The task: Pick out every line in the listing that contains the word "negative", matching case exactly, and copy each one in full.

Given information:

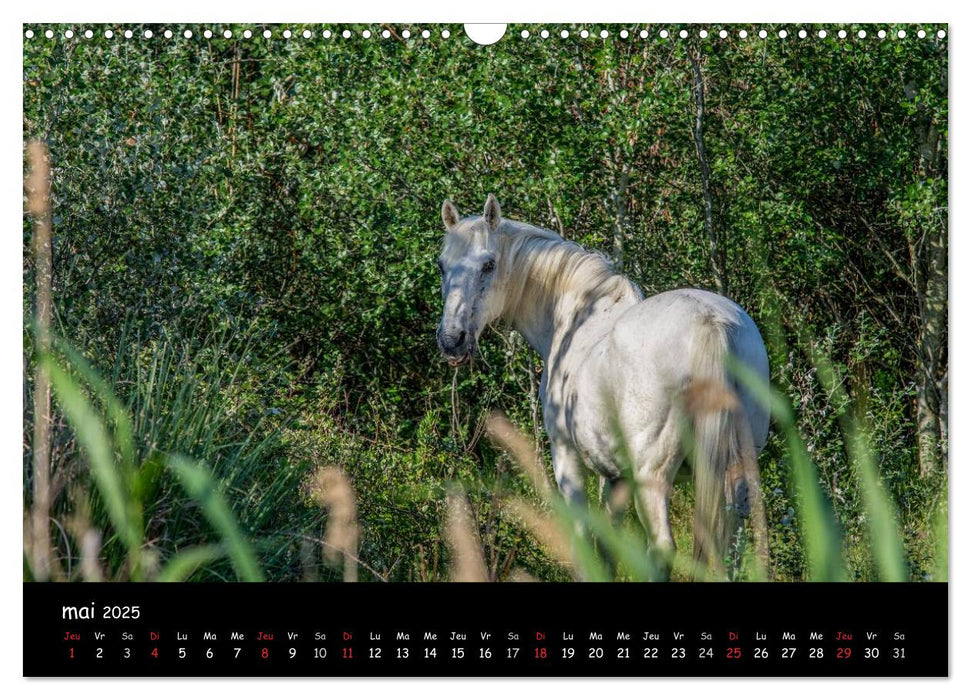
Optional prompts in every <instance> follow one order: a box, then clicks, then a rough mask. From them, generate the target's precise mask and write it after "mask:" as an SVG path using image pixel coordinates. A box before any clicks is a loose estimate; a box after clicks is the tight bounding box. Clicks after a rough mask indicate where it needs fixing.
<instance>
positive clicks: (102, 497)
mask: <svg viewBox="0 0 971 700" xmlns="http://www.w3.org/2000/svg"><path fill="white" fill-rule="evenodd" d="M41 362H42V363H43V364H44V366H45V367H46V369H47V371H48V372H49V373H50V377H51V385H52V386H53V388H54V392H55V394H56V395H57V398H58V403H59V404H60V405H61V408H62V409H63V410H64V413H65V415H66V416H67V420H68V422H69V423H70V424H71V426H72V427H73V428H74V432H75V434H76V435H77V438H78V442H79V443H80V445H81V448H82V449H83V450H84V452H85V455H86V456H87V458H88V462H89V464H90V467H91V473H92V476H93V477H94V480H95V483H96V484H97V486H98V491H99V493H100V494H101V497H102V499H103V500H104V503H105V507H106V508H107V511H108V516H109V518H110V519H111V523H112V525H113V526H114V528H115V531H116V532H117V533H118V536H119V537H120V538H121V540H122V542H124V543H125V546H126V547H127V548H128V552H129V560H130V564H131V567H132V570H131V577H132V578H133V579H136V580H137V578H138V577H139V576H140V575H141V572H140V565H139V564H140V562H139V560H140V554H139V552H140V550H141V546H142V527H141V519H140V512H141V511H140V506H139V504H138V503H137V502H136V501H135V499H134V498H133V497H132V494H131V493H130V491H128V490H127V488H126V483H125V478H124V477H123V475H122V472H121V470H119V469H118V465H117V464H116V462H115V456H114V448H113V445H112V442H111V438H110V436H109V434H108V430H107V429H106V428H105V425H104V423H103V422H102V420H101V416H99V415H98V413H97V412H96V411H95V410H94V409H93V408H92V406H91V403H90V401H89V400H88V399H87V397H86V396H85V395H84V393H83V392H82V390H81V387H80V385H79V384H78V383H77V382H76V381H75V379H74V378H73V377H72V376H71V375H70V374H68V373H67V372H66V371H65V370H63V369H62V368H61V367H59V366H58V365H57V364H56V363H55V362H54V361H53V359H52V358H51V357H50V356H47V357H43V358H41Z"/></svg>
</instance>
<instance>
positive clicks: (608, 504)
mask: <svg viewBox="0 0 971 700" xmlns="http://www.w3.org/2000/svg"><path fill="white" fill-rule="evenodd" d="M629 501H630V480H628V479H621V478H614V479H611V478H609V477H606V476H604V475H603V474H601V475H600V505H601V507H602V508H603V511H604V513H606V514H607V518H608V519H609V521H610V523H611V525H612V526H613V527H614V528H620V527H621V526H622V523H623V520H624V515H625V514H626V512H627V503H628V502H629ZM598 544H599V545H600V556H601V557H602V558H603V560H604V564H605V565H606V566H607V567H608V568H609V570H610V572H611V574H612V575H613V576H614V577H615V578H616V576H617V568H618V566H617V560H616V559H615V558H614V556H613V555H612V554H611V553H610V551H609V549H608V548H607V546H606V545H604V544H603V543H599V542H598Z"/></svg>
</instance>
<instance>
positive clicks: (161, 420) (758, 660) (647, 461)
mask: <svg viewBox="0 0 971 700" xmlns="http://www.w3.org/2000/svg"><path fill="white" fill-rule="evenodd" d="M635 19H636V18H635ZM21 32H22V37H23V66H22V69H23V70H22V73H23V174H24V200H23V201H24V216H23V259H24V265H23V319H24V324H23V436H24V438H23V508H24V510H23V524H24V537H23V594H24V610H25V613H24V666H23V674H24V675H25V676H30V677H46V676H71V677H74V676H103V677H111V676H149V677H168V676H171V677H183V676H222V677H226V676H309V677H321V678H328V677H372V676H374V677H378V676H427V677H433V676H477V677H509V676H537V677H558V676H585V677H612V676H629V677H657V676H665V677H705V676H718V677H755V676H799V677H813V676H820V677H843V676H947V675H948V674H949V666H948V551H949V549H948V445H949V438H948V426H949V412H948V407H949V401H948V381H949V379H948V377H949V357H948V331H949V326H948V137H949V131H948V41H949V38H948V26H947V25H946V24H932V23H926V24H919V23H917V24H809V23H806V24H799V23H790V24H768V23H766V24H757V23H756V24H649V23H648V24H645V23H638V22H629V23H606V24H508V25H506V24H500V25H462V24H434V23H426V24H407V23H406V24H399V23H372V24H298V23H295V24H280V25H275V24H274V25H264V24H230V23H227V24H219V23H213V24H191V25H186V24H150V25H145V24H139V25H136V24H131V25H122V24H110V25H108V24H36V23H35V24H30V23H28V24H24V25H23V26H22V27H21Z"/></svg>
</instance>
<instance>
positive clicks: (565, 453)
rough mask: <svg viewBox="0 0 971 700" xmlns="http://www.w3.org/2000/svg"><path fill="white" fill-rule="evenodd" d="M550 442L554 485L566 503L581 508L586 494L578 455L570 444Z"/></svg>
mask: <svg viewBox="0 0 971 700" xmlns="http://www.w3.org/2000/svg"><path fill="white" fill-rule="evenodd" d="M550 443H551V444H550V453H551V456H552V457H553V476H554V477H555V478H556V487H557V488H558V489H559V490H560V493H561V494H562V495H563V498H564V499H566V502H567V503H569V504H570V505H572V506H578V507H581V508H582V507H583V506H584V505H586V502H587V495H586V491H585V486H584V484H585V482H586V479H585V476H584V473H583V466H582V465H581V464H580V457H579V455H577V453H576V450H574V449H573V447H572V446H570V445H567V444H565V443H564V441H562V440H550Z"/></svg>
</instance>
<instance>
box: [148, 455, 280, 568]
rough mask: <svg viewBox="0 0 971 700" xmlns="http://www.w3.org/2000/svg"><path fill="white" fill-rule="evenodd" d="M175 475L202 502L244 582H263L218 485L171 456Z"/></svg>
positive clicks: (185, 458) (199, 467)
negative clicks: (247, 581) (244, 581)
mask: <svg viewBox="0 0 971 700" xmlns="http://www.w3.org/2000/svg"><path fill="white" fill-rule="evenodd" d="M167 464H168V466H169V468H170V469H171V470H172V471H173V472H175V474H176V476H177V477H178V478H179V481H180V482H181V483H182V486H183V488H185V490H186V493H188V494H189V497H190V498H192V499H194V500H195V501H196V502H198V503H199V506H200V507H201V508H202V512H203V513H204V514H205V516H206V519H207V520H208V521H209V522H210V524H211V525H212V526H213V527H214V528H215V529H216V531H217V532H218V533H219V535H220V536H221V537H222V539H223V542H224V544H225V546H226V549H227V551H228V553H229V557H230V560H231V561H232V563H233V568H234V569H235V570H236V574H237V575H238V576H239V577H240V579H242V580H244V581H262V580H263V573H262V571H261V570H260V566H259V564H258V563H257V560H256V556H255V555H254V554H253V549H252V548H251V547H250V543H249V541H248V540H247V539H246V537H244V536H243V533H242V532H240V530H239V527H238V526H237V524H236V519H235V518H234V517H233V513H232V511H231V510H230V508H229V506H228V505H226V500H225V499H224V498H223V496H222V494H221V493H220V490H219V485H218V484H217V482H216V481H215V479H213V478H212V476H211V475H210V474H209V472H208V470H206V469H205V468H204V467H203V466H202V465H200V464H198V463H196V462H194V461H191V460H188V459H186V458H184V457H179V456H177V455H171V456H169V458H168V460H167Z"/></svg>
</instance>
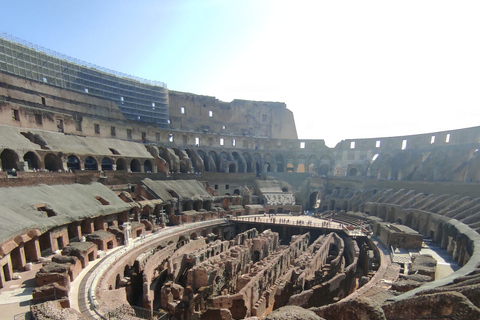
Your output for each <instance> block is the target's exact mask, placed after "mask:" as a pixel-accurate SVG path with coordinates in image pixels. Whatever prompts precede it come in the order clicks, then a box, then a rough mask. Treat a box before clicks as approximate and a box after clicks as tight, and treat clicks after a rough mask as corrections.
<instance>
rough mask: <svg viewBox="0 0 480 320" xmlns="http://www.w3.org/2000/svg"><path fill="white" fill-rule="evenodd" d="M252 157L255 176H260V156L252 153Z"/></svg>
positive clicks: (260, 159) (261, 174)
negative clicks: (254, 161) (252, 159)
mask: <svg viewBox="0 0 480 320" xmlns="http://www.w3.org/2000/svg"><path fill="white" fill-rule="evenodd" d="M253 159H254V161H255V172H256V173H257V177H258V176H261V175H262V173H263V169H262V156H261V155H260V154H259V153H255V154H254V155H253Z"/></svg>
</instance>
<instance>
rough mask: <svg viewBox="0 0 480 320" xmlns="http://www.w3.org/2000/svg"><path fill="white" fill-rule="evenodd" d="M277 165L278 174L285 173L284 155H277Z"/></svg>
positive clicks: (276, 163) (276, 164)
mask: <svg viewBox="0 0 480 320" xmlns="http://www.w3.org/2000/svg"><path fill="white" fill-rule="evenodd" d="M275 165H276V166H277V172H284V171H285V161H284V159H283V154H281V153H278V154H276V155H275Z"/></svg>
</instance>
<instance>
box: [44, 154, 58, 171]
mask: <svg viewBox="0 0 480 320" xmlns="http://www.w3.org/2000/svg"><path fill="white" fill-rule="evenodd" d="M43 162H44V163H45V169H47V170H48V171H59V170H62V169H63V166H62V160H61V159H60V158H59V157H58V156H57V155H56V154H53V153H47V154H46V155H45V158H44V160H43Z"/></svg>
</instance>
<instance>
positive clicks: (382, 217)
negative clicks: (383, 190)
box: [378, 206, 387, 221]
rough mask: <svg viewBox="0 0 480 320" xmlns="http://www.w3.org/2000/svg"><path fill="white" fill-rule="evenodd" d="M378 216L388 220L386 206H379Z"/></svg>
mask: <svg viewBox="0 0 480 320" xmlns="http://www.w3.org/2000/svg"><path fill="white" fill-rule="evenodd" d="M378 217H379V218H380V219H382V220H383V221H386V220H387V208H386V207H385V206H379V208H378Z"/></svg>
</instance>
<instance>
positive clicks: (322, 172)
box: [317, 164, 330, 176]
mask: <svg viewBox="0 0 480 320" xmlns="http://www.w3.org/2000/svg"><path fill="white" fill-rule="evenodd" d="M328 170H330V166H329V165H328V164H321V165H320V167H319V168H318V169H317V173H318V174H319V175H321V176H326V175H327V174H328Z"/></svg>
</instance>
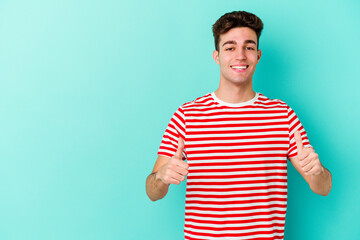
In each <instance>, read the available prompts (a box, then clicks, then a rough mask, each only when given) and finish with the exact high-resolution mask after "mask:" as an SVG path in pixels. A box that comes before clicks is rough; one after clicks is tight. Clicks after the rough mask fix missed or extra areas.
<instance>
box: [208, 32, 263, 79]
mask: <svg viewBox="0 0 360 240" xmlns="http://www.w3.org/2000/svg"><path fill="white" fill-rule="evenodd" d="M257 44H258V43H257V36H256V33H255V31H254V30H252V29H251V28H248V27H237V28H232V29H230V30H229V31H228V32H226V33H224V34H222V35H220V42H219V51H216V50H215V51H214V52H213V58H214V60H215V62H216V63H217V64H219V65H220V81H226V82H228V83H232V84H235V85H242V84H244V83H248V82H251V81H252V76H253V74H254V72H255V69H256V65H257V64H258V63H259V60H260V57H261V50H257Z"/></svg>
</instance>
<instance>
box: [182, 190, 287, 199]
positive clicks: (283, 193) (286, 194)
mask: <svg viewBox="0 0 360 240" xmlns="http://www.w3.org/2000/svg"><path fill="white" fill-rule="evenodd" d="M269 195H287V193H286V192H278V191H268V192H265V193H242V194H229V195H216V194H215V195H211V194H206V195H205V194H192V193H191V192H186V198H219V199H220V198H237V197H239V198H242V197H260V196H269Z"/></svg>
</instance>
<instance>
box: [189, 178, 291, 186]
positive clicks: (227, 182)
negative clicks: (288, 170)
mask: <svg viewBox="0 0 360 240" xmlns="http://www.w3.org/2000/svg"><path fill="white" fill-rule="evenodd" d="M274 182H275V183H278V182H283V183H287V179H278V178H275V179H264V180H252V181H249V180H247V181H231V182H189V181H187V183H186V185H187V186H196V185H214V186H217V185H225V186H227V185H235V184H259V183H274Z"/></svg>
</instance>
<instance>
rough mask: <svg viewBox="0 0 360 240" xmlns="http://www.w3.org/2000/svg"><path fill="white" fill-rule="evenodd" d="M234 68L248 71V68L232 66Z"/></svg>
mask: <svg viewBox="0 0 360 240" xmlns="http://www.w3.org/2000/svg"><path fill="white" fill-rule="evenodd" d="M232 68H236V69H241V70H243V69H246V68H247V66H232Z"/></svg>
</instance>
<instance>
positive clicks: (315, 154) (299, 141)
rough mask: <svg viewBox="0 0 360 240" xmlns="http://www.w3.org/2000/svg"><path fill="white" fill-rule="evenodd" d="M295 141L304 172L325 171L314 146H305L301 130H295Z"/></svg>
mask: <svg viewBox="0 0 360 240" xmlns="http://www.w3.org/2000/svg"><path fill="white" fill-rule="evenodd" d="M295 141H296V147H297V152H298V153H297V158H298V160H299V164H300V167H301V169H302V170H303V172H304V174H305V175H319V174H321V173H322V172H324V167H323V166H322V164H321V163H320V160H319V155H318V154H316V153H315V151H314V149H313V148H306V147H304V145H303V144H302V139H301V134H300V132H299V131H296V132H295Z"/></svg>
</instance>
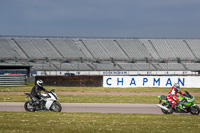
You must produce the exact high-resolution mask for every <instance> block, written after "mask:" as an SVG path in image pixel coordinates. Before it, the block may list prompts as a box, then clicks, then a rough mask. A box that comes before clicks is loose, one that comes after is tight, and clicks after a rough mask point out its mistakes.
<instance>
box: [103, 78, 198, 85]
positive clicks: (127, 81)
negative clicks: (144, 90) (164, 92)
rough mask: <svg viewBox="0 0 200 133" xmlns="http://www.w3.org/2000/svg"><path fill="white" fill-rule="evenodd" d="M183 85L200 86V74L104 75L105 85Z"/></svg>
mask: <svg viewBox="0 0 200 133" xmlns="http://www.w3.org/2000/svg"><path fill="white" fill-rule="evenodd" d="M174 83H179V84H180V86H181V87H185V88H188V87H191V88H200V76H103V87H172V86H173V84H174Z"/></svg>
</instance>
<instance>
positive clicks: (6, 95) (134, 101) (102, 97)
mask: <svg viewBox="0 0 200 133" xmlns="http://www.w3.org/2000/svg"><path fill="white" fill-rule="evenodd" d="M58 98H59V99H58V101H59V102H61V103H146V104H156V103H158V101H159V100H158V98H157V96H112V95H58ZM25 99H26V96H25V95H0V102H25V101H26V100H25ZM195 99H196V101H195V103H196V104H200V96H195Z"/></svg>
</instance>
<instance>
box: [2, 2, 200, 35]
mask: <svg viewBox="0 0 200 133" xmlns="http://www.w3.org/2000/svg"><path fill="white" fill-rule="evenodd" d="M0 35H26V36H76V37H80V36H81V37H139V38H200V0H0Z"/></svg>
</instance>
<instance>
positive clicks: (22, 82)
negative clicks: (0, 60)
mask: <svg viewBox="0 0 200 133" xmlns="http://www.w3.org/2000/svg"><path fill="white" fill-rule="evenodd" d="M26 82H27V80H26V75H0V86H23V85H26Z"/></svg>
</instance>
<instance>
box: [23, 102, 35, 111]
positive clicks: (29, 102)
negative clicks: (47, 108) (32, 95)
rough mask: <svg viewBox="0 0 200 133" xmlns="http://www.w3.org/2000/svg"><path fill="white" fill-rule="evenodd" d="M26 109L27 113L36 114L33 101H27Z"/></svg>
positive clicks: (25, 105) (24, 108) (24, 106)
mask: <svg viewBox="0 0 200 133" xmlns="http://www.w3.org/2000/svg"><path fill="white" fill-rule="evenodd" d="M24 109H25V110H26V111H27V112H35V109H34V108H33V105H32V101H31V100H29V101H26V102H25V103H24Z"/></svg>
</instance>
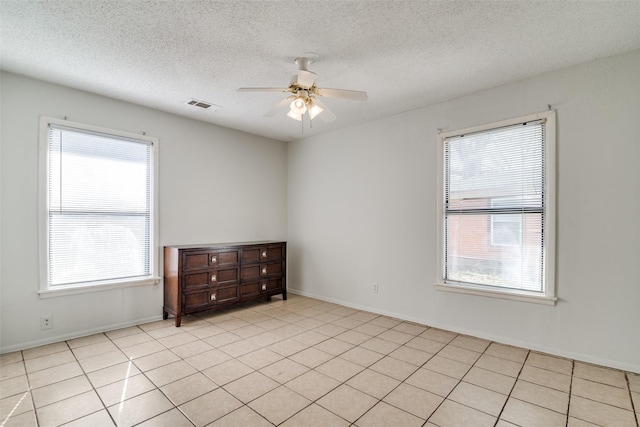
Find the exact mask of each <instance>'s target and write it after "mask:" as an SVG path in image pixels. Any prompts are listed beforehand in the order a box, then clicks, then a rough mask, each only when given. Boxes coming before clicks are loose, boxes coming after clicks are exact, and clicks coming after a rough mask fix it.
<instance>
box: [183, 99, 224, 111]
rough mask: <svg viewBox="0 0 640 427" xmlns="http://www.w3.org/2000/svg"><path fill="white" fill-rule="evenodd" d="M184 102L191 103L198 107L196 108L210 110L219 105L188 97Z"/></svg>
mask: <svg viewBox="0 0 640 427" xmlns="http://www.w3.org/2000/svg"><path fill="white" fill-rule="evenodd" d="M185 104H187V105H192V106H194V107H198V108H202V109H203V110H209V109H210V110H212V111H215V110H217V109H218V108H220V106H219V105H216V104H213V103H211V102H207V101H201V100H198V99H193V98H192V99H189V100H187V101H186V102H185Z"/></svg>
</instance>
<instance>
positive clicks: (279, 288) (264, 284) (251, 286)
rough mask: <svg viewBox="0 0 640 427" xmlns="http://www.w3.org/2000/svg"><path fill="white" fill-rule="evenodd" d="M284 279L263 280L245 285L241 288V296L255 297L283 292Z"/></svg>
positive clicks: (242, 297)
mask: <svg viewBox="0 0 640 427" xmlns="http://www.w3.org/2000/svg"><path fill="white" fill-rule="evenodd" d="M282 280H283V279H282V277H280V278H278V279H268V280H261V281H259V282H252V283H246V284H243V285H242V286H241V287H240V296H241V297H242V298H246V297H253V296H256V295H260V294H267V293H269V292H272V291H277V292H276V293H278V292H282Z"/></svg>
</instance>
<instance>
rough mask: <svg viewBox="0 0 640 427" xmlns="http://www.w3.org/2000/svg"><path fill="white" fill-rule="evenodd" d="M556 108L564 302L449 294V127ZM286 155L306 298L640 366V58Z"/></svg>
mask: <svg viewBox="0 0 640 427" xmlns="http://www.w3.org/2000/svg"><path fill="white" fill-rule="evenodd" d="M548 104H551V105H552V107H553V108H554V109H556V110H557V125H558V134H557V137H558V139H557V145H558V148H557V211H558V215H557V228H558V234H557V264H556V270H557V271H556V276H557V295H558V297H559V301H558V303H557V305H556V306H545V305H539V304H534V303H528V302H517V301H508V300H502V299H493V298H487V297H479V296H472V295H462V294H454V293H448V292H443V291H437V290H436V289H435V288H434V283H435V281H436V278H437V274H438V269H437V261H436V260H437V253H438V250H439V242H438V241H437V237H436V236H437V217H436V215H437V205H436V200H437V186H436V181H437V176H436V171H437V162H438V161H439V159H438V155H437V152H438V151H437V142H438V141H437V132H438V129H444V130H454V129H460V128H465V127H469V126H472V125H479V124H484V123H491V122H494V121H499V120H502V119H507V118H512V117H518V116H521V115H526V114H530V113H537V112H540V111H544V110H546V109H547V105H548ZM338 120H340V118H338ZM288 151H289V161H288V168H289V173H288V183H289V187H288V218H289V222H288V239H289V255H290V259H289V281H288V285H289V288H290V289H291V290H293V291H294V292H298V293H301V294H305V295H311V296H316V297H320V298H324V299H327V300H331V301H337V302H341V303H345V304H347V305H351V306H355V307H360V308H365V309H369V310H373V311H376V312H380V313H386V314H391V315H395V316H398V317H400V318H404V319H409V320H414V321H418V322H422V323H425V324H428V325H432V326H438V327H443V328H447V329H451V330H454V331H458V332H463V333H469V334H473V335H475V336H479V337H484V338H488V339H493V340H496V341H499V342H503V343H508V344H513V345H521V346H526V347H528V348H532V349H538V350H541V351H547V352H550V353H554V354H558V355H563V356H567V357H571V358H575V359H579V360H584V361H589V362H593V363H598V364H603V365H609V366H613V367H618V368H623V369H628V370H631V371H635V372H640V338H639V337H640V51H635V52H632V53H628V54H625V55H620V56H615V57H611V58H606V59H602V60H598V61H593V62H589V63H586V64H583V65H580V66H576V67H572V68H569V69H564V70H559V71H556V72H552V73H548V74H544V75H540V76H538V77H535V78H531V79H528V80H525V81H520V82H517V83H514V84H510V85H505V86H501V87H497V88H494V89H491V90H487V91H484V92H481V93H477V94H474V95H470V96H466V97H463V98H459V99H455V100H451V101H448V102H443V103H440V104H437V105H433V106H430V107H425V108H422V109H419V110H415V111H410V112H406V113H403V114H399V115H396V116H393V117H389V118H386V119H384V120H379V121H374V122H370V123H367V124H364V125H362V126H356V127H352V128H349V129H346V130H341V131H337V132H333V133H331V134H325V135H320V136H316V137H311V138H308V139H305V140H303V141H299V142H295V143H290V144H289V149H288ZM373 283H377V284H378V285H379V293H378V294H374V293H372V291H371V287H372V284H373Z"/></svg>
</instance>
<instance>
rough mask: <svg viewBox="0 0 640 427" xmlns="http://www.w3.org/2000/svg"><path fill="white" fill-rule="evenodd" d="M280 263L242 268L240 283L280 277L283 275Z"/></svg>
mask: <svg viewBox="0 0 640 427" xmlns="http://www.w3.org/2000/svg"><path fill="white" fill-rule="evenodd" d="M283 271H284V270H283V266H282V263H281V262H276V263H272V264H257V265H251V266H248V267H242V270H241V273H240V276H241V280H242V281H248V280H255V279H260V278H262V277H269V276H281V275H282V273H283Z"/></svg>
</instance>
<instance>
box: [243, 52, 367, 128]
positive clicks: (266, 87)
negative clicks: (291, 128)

Response area:
negative clicks: (247, 581) (244, 581)
negative clicks: (254, 161) (252, 159)
negative clicks: (383, 190)
negative clicks: (288, 170)
negative clicks: (144, 90) (164, 92)
negative clicks: (0, 60)
negative clicks: (47, 108) (32, 95)
negative clicks: (291, 128)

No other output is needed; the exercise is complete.